_Description of the task_. Each record must appear in the answer exactly as it does in the data.

::: Entries supplied :::

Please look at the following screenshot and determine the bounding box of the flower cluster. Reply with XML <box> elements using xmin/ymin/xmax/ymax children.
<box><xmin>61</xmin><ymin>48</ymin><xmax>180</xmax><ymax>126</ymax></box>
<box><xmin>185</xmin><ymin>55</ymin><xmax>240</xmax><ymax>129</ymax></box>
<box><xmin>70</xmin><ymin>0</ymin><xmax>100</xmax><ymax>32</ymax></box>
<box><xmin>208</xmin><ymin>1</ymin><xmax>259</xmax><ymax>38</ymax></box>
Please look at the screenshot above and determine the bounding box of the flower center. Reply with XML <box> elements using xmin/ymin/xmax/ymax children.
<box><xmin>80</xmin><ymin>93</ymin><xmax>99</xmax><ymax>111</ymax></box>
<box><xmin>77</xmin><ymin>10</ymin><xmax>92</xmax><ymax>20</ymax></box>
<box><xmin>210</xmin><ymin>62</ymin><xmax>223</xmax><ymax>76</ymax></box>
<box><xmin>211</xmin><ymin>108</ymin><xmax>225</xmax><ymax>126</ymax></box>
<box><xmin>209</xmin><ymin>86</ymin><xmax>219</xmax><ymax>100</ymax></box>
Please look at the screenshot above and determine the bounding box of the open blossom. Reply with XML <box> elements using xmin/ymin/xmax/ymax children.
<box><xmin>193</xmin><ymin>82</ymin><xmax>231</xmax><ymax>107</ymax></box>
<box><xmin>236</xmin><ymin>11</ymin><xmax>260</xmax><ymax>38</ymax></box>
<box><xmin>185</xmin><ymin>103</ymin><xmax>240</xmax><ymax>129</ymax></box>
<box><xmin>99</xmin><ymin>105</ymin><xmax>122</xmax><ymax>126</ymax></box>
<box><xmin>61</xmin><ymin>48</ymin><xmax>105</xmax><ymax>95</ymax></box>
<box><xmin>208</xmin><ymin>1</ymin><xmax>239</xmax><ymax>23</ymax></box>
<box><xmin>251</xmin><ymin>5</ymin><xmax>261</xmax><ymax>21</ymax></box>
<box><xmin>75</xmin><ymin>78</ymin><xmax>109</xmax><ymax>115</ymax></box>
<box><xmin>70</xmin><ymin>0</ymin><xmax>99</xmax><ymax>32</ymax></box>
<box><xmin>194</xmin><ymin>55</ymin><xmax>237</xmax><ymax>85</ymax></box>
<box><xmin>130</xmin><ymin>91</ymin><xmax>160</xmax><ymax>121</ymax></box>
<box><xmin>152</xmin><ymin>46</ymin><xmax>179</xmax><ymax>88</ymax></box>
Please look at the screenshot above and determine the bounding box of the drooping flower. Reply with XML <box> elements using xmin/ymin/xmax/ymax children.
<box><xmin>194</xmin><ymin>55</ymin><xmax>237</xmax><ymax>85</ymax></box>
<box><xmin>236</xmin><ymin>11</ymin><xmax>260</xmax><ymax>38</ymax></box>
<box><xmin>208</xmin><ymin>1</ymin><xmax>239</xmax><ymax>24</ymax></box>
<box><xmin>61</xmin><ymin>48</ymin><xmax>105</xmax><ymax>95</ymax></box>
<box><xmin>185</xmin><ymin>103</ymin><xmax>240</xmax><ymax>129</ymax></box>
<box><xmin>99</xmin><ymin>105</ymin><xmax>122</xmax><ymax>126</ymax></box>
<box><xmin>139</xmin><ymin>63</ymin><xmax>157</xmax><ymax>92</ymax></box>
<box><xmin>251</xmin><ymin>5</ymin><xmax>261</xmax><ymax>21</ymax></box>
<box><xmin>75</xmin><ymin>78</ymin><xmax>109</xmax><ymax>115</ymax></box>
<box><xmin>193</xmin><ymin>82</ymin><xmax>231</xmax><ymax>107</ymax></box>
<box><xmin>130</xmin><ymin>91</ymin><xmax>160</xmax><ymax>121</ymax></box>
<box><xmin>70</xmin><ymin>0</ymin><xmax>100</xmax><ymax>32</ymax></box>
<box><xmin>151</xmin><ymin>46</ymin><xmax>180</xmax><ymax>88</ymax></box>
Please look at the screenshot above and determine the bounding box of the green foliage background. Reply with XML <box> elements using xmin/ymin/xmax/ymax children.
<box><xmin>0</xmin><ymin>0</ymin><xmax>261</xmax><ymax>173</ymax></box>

:::

_Answer space_.
Please look at the following screenshot and determine the bounding box of the flower cluster. Reply with XML <box> elements using xmin/ymin/xmax/ymax children.
<box><xmin>61</xmin><ymin>48</ymin><xmax>180</xmax><ymax>126</ymax></box>
<box><xmin>185</xmin><ymin>55</ymin><xmax>240</xmax><ymax>129</ymax></box>
<box><xmin>70</xmin><ymin>0</ymin><xmax>100</xmax><ymax>32</ymax></box>
<box><xmin>208</xmin><ymin>1</ymin><xmax>259</xmax><ymax>38</ymax></box>
Please look at the screenshot above and determine the bounding box of the flower center. Reply with XML <box> elements using xmin/ymin/xmax/ymax children.
<box><xmin>80</xmin><ymin>93</ymin><xmax>99</xmax><ymax>111</ymax></box>
<box><xmin>77</xmin><ymin>10</ymin><xmax>92</xmax><ymax>20</ymax></box>
<box><xmin>210</xmin><ymin>62</ymin><xmax>223</xmax><ymax>76</ymax></box>
<box><xmin>211</xmin><ymin>108</ymin><xmax>225</xmax><ymax>126</ymax></box>
<box><xmin>209</xmin><ymin>86</ymin><xmax>219</xmax><ymax>100</ymax></box>
Please look at the screenshot above and determine the bounding box of the open blossom. Reply with XML <box> elements using xmin/ymin/xmax/ymax children.
<box><xmin>193</xmin><ymin>82</ymin><xmax>231</xmax><ymax>107</ymax></box>
<box><xmin>236</xmin><ymin>11</ymin><xmax>260</xmax><ymax>38</ymax></box>
<box><xmin>185</xmin><ymin>103</ymin><xmax>240</xmax><ymax>129</ymax></box>
<box><xmin>99</xmin><ymin>105</ymin><xmax>122</xmax><ymax>126</ymax></box>
<box><xmin>61</xmin><ymin>48</ymin><xmax>105</xmax><ymax>95</ymax></box>
<box><xmin>208</xmin><ymin>1</ymin><xmax>239</xmax><ymax>23</ymax></box>
<box><xmin>251</xmin><ymin>5</ymin><xmax>261</xmax><ymax>21</ymax></box>
<box><xmin>75</xmin><ymin>78</ymin><xmax>109</xmax><ymax>115</ymax></box>
<box><xmin>70</xmin><ymin>0</ymin><xmax>99</xmax><ymax>32</ymax></box>
<box><xmin>194</xmin><ymin>55</ymin><xmax>237</xmax><ymax>85</ymax></box>
<box><xmin>130</xmin><ymin>91</ymin><xmax>160</xmax><ymax>121</ymax></box>
<box><xmin>152</xmin><ymin>46</ymin><xmax>179</xmax><ymax>88</ymax></box>
Please look at the screenshot above and determine the bounding box of the drooping flower. Reply with XML <box> elements using xmin/ymin/xmax/ymax children.
<box><xmin>194</xmin><ymin>55</ymin><xmax>237</xmax><ymax>85</ymax></box>
<box><xmin>236</xmin><ymin>11</ymin><xmax>260</xmax><ymax>38</ymax></box>
<box><xmin>208</xmin><ymin>1</ymin><xmax>239</xmax><ymax>24</ymax></box>
<box><xmin>61</xmin><ymin>48</ymin><xmax>105</xmax><ymax>95</ymax></box>
<box><xmin>185</xmin><ymin>103</ymin><xmax>240</xmax><ymax>129</ymax></box>
<box><xmin>99</xmin><ymin>105</ymin><xmax>122</xmax><ymax>126</ymax></box>
<box><xmin>139</xmin><ymin>63</ymin><xmax>157</xmax><ymax>92</ymax></box>
<box><xmin>251</xmin><ymin>5</ymin><xmax>261</xmax><ymax>21</ymax></box>
<box><xmin>75</xmin><ymin>78</ymin><xmax>109</xmax><ymax>115</ymax></box>
<box><xmin>193</xmin><ymin>82</ymin><xmax>231</xmax><ymax>107</ymax></box>
<box><xmin>130</xmin><ymin>91</ymin><xmax>160</xmax><ymax>121</ymax></box>
<box><xmin>70</xmin><ymin>0</ymin><xmax>100</xmax><ymax>32</ymax></box>
<box><xmin>151</xmin><ymin>46</ymin><xmax>180</xmax><ymax>88</ymax></box>
Please look at the screenshot above and determine the bounding box of the green foliage background. Reply with XML <box> elements using xmin/ymin/xmax/ymax children.
<box><xmin>0</xmin><ymin>0</ymin><xmax>261</xmax><ymax>173</ymax></box>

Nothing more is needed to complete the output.